▸ Your assignment: Reproduce the entries below in full and without error.
# # # # # # #
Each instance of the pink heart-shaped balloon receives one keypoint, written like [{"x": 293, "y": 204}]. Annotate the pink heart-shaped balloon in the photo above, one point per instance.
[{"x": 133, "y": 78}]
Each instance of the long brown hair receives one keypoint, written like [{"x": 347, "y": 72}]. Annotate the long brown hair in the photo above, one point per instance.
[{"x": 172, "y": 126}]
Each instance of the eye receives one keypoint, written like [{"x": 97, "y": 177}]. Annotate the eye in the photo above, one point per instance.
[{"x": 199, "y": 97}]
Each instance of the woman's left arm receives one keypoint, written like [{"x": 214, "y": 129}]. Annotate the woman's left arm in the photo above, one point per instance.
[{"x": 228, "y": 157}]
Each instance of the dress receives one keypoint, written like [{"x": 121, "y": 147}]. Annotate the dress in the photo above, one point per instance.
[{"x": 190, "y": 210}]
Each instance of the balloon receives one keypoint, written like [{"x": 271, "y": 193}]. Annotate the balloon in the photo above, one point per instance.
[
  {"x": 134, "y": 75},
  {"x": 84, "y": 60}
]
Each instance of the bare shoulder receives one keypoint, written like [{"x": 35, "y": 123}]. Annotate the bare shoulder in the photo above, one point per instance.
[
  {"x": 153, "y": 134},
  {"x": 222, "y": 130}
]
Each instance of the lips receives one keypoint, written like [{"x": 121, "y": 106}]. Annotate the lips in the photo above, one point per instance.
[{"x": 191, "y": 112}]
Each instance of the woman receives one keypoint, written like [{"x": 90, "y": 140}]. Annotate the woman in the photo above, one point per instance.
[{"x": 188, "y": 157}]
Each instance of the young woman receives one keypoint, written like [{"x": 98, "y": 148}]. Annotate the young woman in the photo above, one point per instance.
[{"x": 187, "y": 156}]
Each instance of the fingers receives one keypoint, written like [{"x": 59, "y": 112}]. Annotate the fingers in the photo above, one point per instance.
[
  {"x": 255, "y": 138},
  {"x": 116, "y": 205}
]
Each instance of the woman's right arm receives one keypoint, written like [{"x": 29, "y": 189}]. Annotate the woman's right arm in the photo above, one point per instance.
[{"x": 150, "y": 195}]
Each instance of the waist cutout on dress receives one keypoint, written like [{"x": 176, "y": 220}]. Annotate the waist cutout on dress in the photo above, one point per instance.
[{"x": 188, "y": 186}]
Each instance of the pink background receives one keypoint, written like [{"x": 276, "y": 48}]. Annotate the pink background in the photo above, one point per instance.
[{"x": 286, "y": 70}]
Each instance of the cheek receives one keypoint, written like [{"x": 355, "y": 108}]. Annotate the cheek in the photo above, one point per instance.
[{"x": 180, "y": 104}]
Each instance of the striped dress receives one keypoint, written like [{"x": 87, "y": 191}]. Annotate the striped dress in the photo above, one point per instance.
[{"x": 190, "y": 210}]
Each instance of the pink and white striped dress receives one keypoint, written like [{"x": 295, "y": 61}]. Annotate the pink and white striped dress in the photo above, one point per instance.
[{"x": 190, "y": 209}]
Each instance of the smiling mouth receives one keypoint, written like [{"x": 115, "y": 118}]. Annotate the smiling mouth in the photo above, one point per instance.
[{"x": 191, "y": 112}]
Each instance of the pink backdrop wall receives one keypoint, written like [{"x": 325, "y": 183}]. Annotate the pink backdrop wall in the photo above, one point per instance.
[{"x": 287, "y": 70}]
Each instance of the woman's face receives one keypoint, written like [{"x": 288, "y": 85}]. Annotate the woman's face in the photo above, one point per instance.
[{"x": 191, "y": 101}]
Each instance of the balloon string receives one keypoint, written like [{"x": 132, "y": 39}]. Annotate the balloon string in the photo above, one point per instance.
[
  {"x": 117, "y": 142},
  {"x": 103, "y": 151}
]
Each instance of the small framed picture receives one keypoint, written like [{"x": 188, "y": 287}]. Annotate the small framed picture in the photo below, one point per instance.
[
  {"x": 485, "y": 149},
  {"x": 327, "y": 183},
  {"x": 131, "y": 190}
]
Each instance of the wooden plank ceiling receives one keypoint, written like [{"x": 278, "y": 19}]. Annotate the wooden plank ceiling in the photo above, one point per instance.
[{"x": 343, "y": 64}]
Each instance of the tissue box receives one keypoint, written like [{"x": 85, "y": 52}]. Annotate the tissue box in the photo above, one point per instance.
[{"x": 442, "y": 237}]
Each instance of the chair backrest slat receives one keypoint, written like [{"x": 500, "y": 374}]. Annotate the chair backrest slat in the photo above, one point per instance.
# # # # # # #
▸ Exercise result:
Each instance of the pink heart-shaped balloon receives one keypoint, written like [{"x": 293, "y": 204}]. Annotate the pink heart-shaped balloon in the photo above, one point per instance.
[{"x": 133, "y": 78}]
Each instance of the long brown hair receives one keypoint, written like [{"x": 347, "y": 72}]. Annotate the long brown hair in the photo above, one point per instance.
[{"x": 172, "y": 126}]
Each instance of the eye receives one keypoint, written like [{"x": 97, "y": 177}]. Annotate the eye in the photo above, one point per instance.
[{"x": 199, "y": 97}]
Each instance of the woman's left arm receives one keypoint, written like [{"x": 214, "y": 129}]. Annotate the woman's left arm in the photo above, one point per instance.
[{"x": 228, "y": 157}]
Each instance of the dress receives one keypoint, written like [{"x": 121, "y": 147}]. Annotate the dress in the photo above, one point per instance.
[{"x": 190, "y": 210}]
Each instance of the balloon receives one keypoint, written like [{"x": 271, "y": 193}]. Annotate the balloon in the photo above, one point per instance.
[
  {"x": 134, "y": 75},
  {"x": 84, "y": 60}
]
Each instance of the bare shoulder receives one keypoint, written like [{"x": 35, "y": 123}]. Annotate the bare shoulder in the photo above, one point per instance.
[
  {"x": 153, "y": 134},
  {"x": 222, "y": 130}
]
Each instance of the lips receives one keypoint, written like [{"x": 121, "y": 106}]. Annotate the lips in the photo above, one point per instance.
[{"x": 191, "y": 112}]
Each instance of the woman receives one keypoint, written like [{"x": 90, "y": 140}]. Annotate the woman in the photo above, one point per instance.
[{"x": 188, "y": 157}]
Each instance of the young woman receives one keypoint, written like [{"x": 98, "y": 148}]. Annotate the young woman in the photo above, one point per instance.
[{"x": 187, "y": 156}]
Each instance of the fingers receives one keypoint, written like [{"x": 59, "y": 112}]. Annotate the fingers in the photo above, one point per instance.
[
  {"x": 255, "y": 138},
  {"x": 116, "y": 205}
]
Each instance of the woman's right arm receives one keypoint, written like [{"x": 29, "y": 189}]. Annotate the woman's right arm in the photo above, one point per instance.
[{"x": 150, "y": 195}]
Each instance of the waist cutout on dress receives one keypoint, written like [{"x": 176, "y": 220}]. Annotate the waist cutout on dress in the photo above, one point per instance.
[{"x": 188, "y": 186}]
Each instance of the pink background receives one keypoint, written like [{"x": 276, "y": 48}]. Annotate the pink background in the photo above, one point per instance.
[{"x": 286, "y": 70}]
Each instance of the cheek receives one keypoint, written like [{"x": 355, "y": 108}]. Annotate the cheek in the photo above, one point per instance.
[{"x": 180, "y": 104}]
Each instance of the striped dress receives one keypoint, written like [{"x": 87, "y": 191}]. Annotate the striped dress in the photo above, one point per instance.
[{"x": 190, "y": 210}]
Each instance of the pink and white striped dress receives one keypoint, written like [{"x": 295, "y": 61}]. Annotate the pink and white striped dress in the photo above, one point per instance.
[{"x": 190, "y": 209}]
Each instance of the smiling mouth receives one keypoint, written like [{"x": 115, "y": 118}]. Annotate the smiling mouth in the photo above, one point per instance.
[{"x": 191, "y": 112}]
Each instance of the pink backdrop wall receives one keypoint, written like [{"x": 325, "y": 183}]. Annotate the pink backdrop wall in the photo above, one point per instance.
[{"x": 287, "y": 70}]
Each instance of the woman's face receives one keypoint, written like [{"x": 288, "y": 85}]. Annotate the woman's face in the photo above, one point per instance.
[{"x": 191, "y": 101}]
Each instance of the balloon string receives one keypoint, written like [{"x": 132, "y": 39}]. Annotate the balloon string in the photo above, one point per instance.
[
  {"x": 117, "y": 142},
  {"x": 103, "y": 151}
]
Each instance of the small framed picture receives one keypoint, written like [{"x": 188, "y": 287}]. Annotate the small framed picture in the photo below, one point per instance.
[
  {"x": 485, "y": 149},
  {"x": 327, "y": 183},
  {"x": 131, "y": 190}
]
Each instance of the wooden plank ceiling receives one keypoint, written like [{"x": 278, "y": 19}]. Annotate the wooden plank ceiling in the photo above, one point per instance.
[{"x": 343, "y": 64}]
Each instance of the tissue box receives one keypoint, written like [{"x": 85, "y": 52}]. Annotate the tissue box in the photo above, one point per instance.
[{"x": 442, "y": 237}]
Each instance of the chair backrest slat receives one keypoint, written like [{"x": 500, "y": 374}]. Annotate the chair backrest slat in the photo above, one point per instance.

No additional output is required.